▶ [Excerpt to read]:
COVID-19 has created an environment rooted in fear. Worrying about getting sick, losing a loved one, or being unable to save a patient's life has become a daily fixture.
One of my co-residents, who is also a close friend, recently started to have symptoms. Initially they seemed to be manageable, but after a positive test result, they got much worse. Seeing him and others struggle with quarantine and their worsening clinical condition gave me a different perspective on the pandemic. As always, I never hesitated to support my friends while they continued to recuperate.
Two days later, I myself woke up with some mild head congestion. I went to work, putting it off as seasonal allergies, which I'm sure many of those reading this would have as well. As the day progressed, I noticed I was experiencing increasing fatigue. Then at lunch, I noticed that I could not taste as well. “Do I have it?” I kept asking myself. “If so, should I tell anyone?” For the sake of the greater good, I told my superior, who graciously told me to get tested and quarantine myself. As I was leaving the building that day, I made a greater effort to stay away from others so as not to infect them, but for the first time I also felt ashamed, as if I had failed everyone around me.

▶ [Apply what you read]:
1. List every symptom the narrator of the COVID-19 account reports experiencing in their own body.
2. Resume the COVID-19 account after its final sentence, keeping its first-person voice.

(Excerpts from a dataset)
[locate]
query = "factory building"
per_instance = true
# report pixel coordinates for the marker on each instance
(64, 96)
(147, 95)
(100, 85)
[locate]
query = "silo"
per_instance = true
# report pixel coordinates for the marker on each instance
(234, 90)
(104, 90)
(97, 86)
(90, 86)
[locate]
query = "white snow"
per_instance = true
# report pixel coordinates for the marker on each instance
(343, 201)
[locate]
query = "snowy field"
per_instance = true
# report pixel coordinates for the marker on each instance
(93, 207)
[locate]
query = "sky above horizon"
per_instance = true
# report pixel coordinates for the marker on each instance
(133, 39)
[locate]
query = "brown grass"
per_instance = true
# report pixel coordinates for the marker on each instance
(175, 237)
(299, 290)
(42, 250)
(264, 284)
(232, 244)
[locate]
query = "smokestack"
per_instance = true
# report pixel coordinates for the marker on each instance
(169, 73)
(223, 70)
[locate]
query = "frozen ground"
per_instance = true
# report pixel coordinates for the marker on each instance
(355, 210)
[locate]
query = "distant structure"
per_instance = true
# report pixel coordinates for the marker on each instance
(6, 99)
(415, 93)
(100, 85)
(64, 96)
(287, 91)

* * *

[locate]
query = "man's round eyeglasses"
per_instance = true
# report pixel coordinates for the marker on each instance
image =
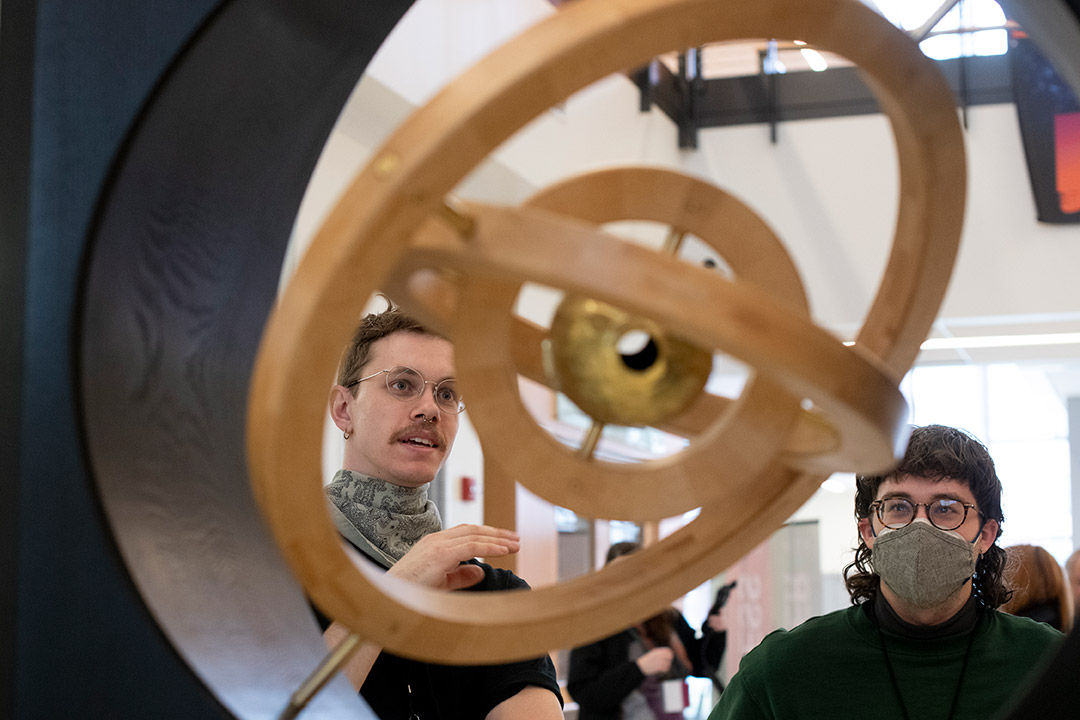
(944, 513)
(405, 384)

▶ [Your responses]:
1.
- Mild head congestion
- Increasing fatigue
- A reduced sense of taste

2.
As I anxiously waited in isolation for the next 48 hours for the result, I hid what I was going through when I talked to my family. I did not want to bother them until I could tell them for sure. I did not want them to worry unnecessarily, and I knew that their unlimited affection for me would only create undue concern. It was not easy to lie to them, but I had to, just make sure to avoid hurting them more. Fortunately, I tested negative, and I returned to work immediately after I found out my result.
While this pandemic has been universally challenging, it has forced us to face our fears with persistent diligence and dedication not only to our patients, but to ourselves. I have seen firsthand many negative tests that ultimately proved to be incorrect, giving credence to the notion that some of us are propagating the virus when we should be quarantining. The fear we have in returning to work, due to lingering symptoms and the potential stigma from peers and patients, can be overwhelming.
Instead of ignoring this fear, we should finally accept it and address it. If we continue to remain in the dark, the fear of stigmatization will only worsen the fear of death and failure at the hands of this pandemic.